◆ Фрагмент источника

+ + + +

Ольга Серебряная:
Охлобыстин и лязг государственного аппарата
Иллюстрация: Bridgeman/Fotodom
Есть такой человек, Иван Охлобыстин, и за последние двое суток я прочитала в фейсбуке невозможное количество соображений о его талантах, личных качествах, особенностях поведения и моральных принципах. Признаюсь, мне хотелось бы знать об этом человеке меньше. Зато куда больше я хотела бы знать о логике, в соответствии с которой гражданин, верующий в определенную разновидность бога, обращается к президенту с требованием подвергнуть уголовному преследованию некую отличную от него группу граждан. Но еще больше мне хотелось бы знать о социуме, внутри которого такое обращение вызывает море высказываний о талантах, личных качествах, особенностях поведения и моральных принципах обратившегося к президенту — и никакой другой реакции. Мне хотелось бы это знать, потому что, на мой (возможно, наивный) взгляд, с этой логикой и с этим социумом что-то не так.
Начнем с логики рядового верующего гражданина. Вот он живет себе спокойно, делает свое дело, растит детей, совершает поступки, высказывает соображения, в том числе касательно группы других граждан, которая очень ему не нравится. А потом вдруг обращается к президенту, то есть главе исполнительной власти, с просьбой вернуть в Уголовный кодекс статью, по которой ненавистные ему граждане сядут на некоторое количество лет в тюрьму. Первое противоречие состоит в том, что президент (в соответствии с законом) не может ничего вернуть в Уголовный кодекс. Это прерогатива парламента. В котором сегодня большинство имеет партия, вполне, в общем-то, согласная со взглядами нашего гражданина. Отчего бы ему не обратиться к этой партии? Не стать ее членом? Не избраться по ее спискам? И не внести бы свой законопроект? Раз уж так душа болит за судьбы отечества, что сил нет терпеть, то надо бы действовать, чтобы изменить его к лучшему, а не открытые письма писать.

+ + + +

◆ Выборка данных
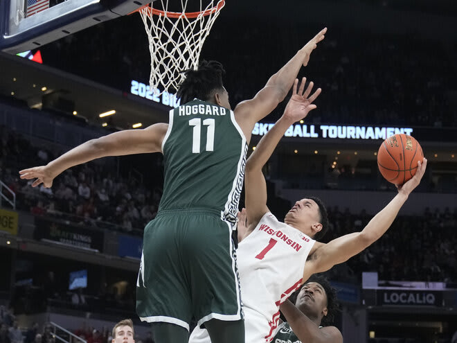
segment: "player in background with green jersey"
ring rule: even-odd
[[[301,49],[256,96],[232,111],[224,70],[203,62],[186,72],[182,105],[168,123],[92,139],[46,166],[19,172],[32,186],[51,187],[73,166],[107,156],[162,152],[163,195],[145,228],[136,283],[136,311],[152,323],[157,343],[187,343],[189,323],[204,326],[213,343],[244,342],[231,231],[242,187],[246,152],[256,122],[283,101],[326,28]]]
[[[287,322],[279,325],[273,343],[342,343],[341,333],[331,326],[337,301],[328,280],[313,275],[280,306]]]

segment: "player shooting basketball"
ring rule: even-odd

+ + + +

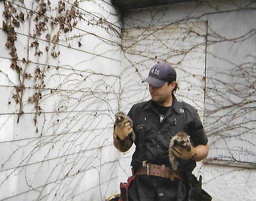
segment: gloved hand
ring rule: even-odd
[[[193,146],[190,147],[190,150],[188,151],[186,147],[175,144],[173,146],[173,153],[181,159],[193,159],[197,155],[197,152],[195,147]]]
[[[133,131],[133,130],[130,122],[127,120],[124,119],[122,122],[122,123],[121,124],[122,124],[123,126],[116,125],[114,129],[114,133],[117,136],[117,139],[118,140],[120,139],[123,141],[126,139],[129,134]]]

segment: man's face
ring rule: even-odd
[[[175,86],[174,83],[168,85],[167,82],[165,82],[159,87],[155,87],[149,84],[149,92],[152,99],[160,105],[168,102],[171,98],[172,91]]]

+ + + +

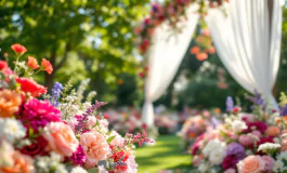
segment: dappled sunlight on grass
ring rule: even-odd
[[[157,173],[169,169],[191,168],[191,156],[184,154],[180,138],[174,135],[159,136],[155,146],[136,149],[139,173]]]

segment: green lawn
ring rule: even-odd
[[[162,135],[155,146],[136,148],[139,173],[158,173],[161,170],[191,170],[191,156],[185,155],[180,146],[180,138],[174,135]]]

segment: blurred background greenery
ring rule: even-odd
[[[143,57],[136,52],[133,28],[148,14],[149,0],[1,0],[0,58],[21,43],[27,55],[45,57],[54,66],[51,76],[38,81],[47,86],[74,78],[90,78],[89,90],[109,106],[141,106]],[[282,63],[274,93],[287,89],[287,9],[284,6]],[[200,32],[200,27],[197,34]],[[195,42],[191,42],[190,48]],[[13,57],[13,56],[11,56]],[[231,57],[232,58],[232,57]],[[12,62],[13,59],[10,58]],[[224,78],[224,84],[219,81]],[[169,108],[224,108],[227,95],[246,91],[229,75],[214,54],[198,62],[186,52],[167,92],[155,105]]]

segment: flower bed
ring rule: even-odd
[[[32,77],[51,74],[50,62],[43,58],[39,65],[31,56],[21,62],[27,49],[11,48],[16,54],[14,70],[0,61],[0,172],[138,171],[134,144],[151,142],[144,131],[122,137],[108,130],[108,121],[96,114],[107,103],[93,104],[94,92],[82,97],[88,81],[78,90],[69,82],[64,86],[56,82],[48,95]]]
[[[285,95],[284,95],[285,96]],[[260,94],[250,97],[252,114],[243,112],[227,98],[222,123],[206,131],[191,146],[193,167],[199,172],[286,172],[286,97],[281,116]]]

+ + + +

◆ Задание 1
Подсчитайте, в скольких строках записей встречается слово «background», и укажите только число.
◆ Задание 2
Продолжите статью об обращении Охлобыстина, начав сразу после ее последнего предложения.
Записи никак не связаны со статьей об обращении Охлобыстина.

◆ Результат 1
2

◆ Результат 2
Но допустим, что парламентской политикой наш гражданин заниматься по каким-то причинам не может, однако хочет повлиять на «общественно-политический климат». Но тогда второе противоречие: почему письмо обращено к президенту (который с нашим гражданином и так, скорее всего, согласен), а не к обществу, в котором могут наблюдаться и другие мнения? Публичная полемика требует аргументов, а они начисто отсутствуют в открытом послании нашего гражданина. Он просто сообщает президенту о своем желании. Тогда почему именно об этом? Мог бы заодно попросить вернуть в продажу переносной телевизор «Электроника-450» и восстановить монархию.
Положим, гражданин руководствуется соображениями духовного характера. Тогда при чем здесь вообще президент и УПК? Иди и неси свет истины своей пастве, договорившись предварительно со своей церковью. Это дела внутриконфессиональные, никак не касающиеся ни президента, ни Уголовного кодекса.
Как ни крути, все приводит к тому, что наш гражданин имеет какие-то иные понятия о российском общественном устройстве, публичности и вере, чем те, что определены законами, рамками общественной дискуссии или религиозной практикой. Или вообще никаких таких понятий не имеет. Лично мне это обращение к президенту больше всего напоминает адресованную учительнице ябеду избалованного первоклашки. В ответ на которую хорошая учительница обычно объясняет, не особо вдаваясь в вызвавшие донос обстоятельства, что в школе есть правила и что капризы отдельно взятого первоклашки обязательными к исполнению не являются.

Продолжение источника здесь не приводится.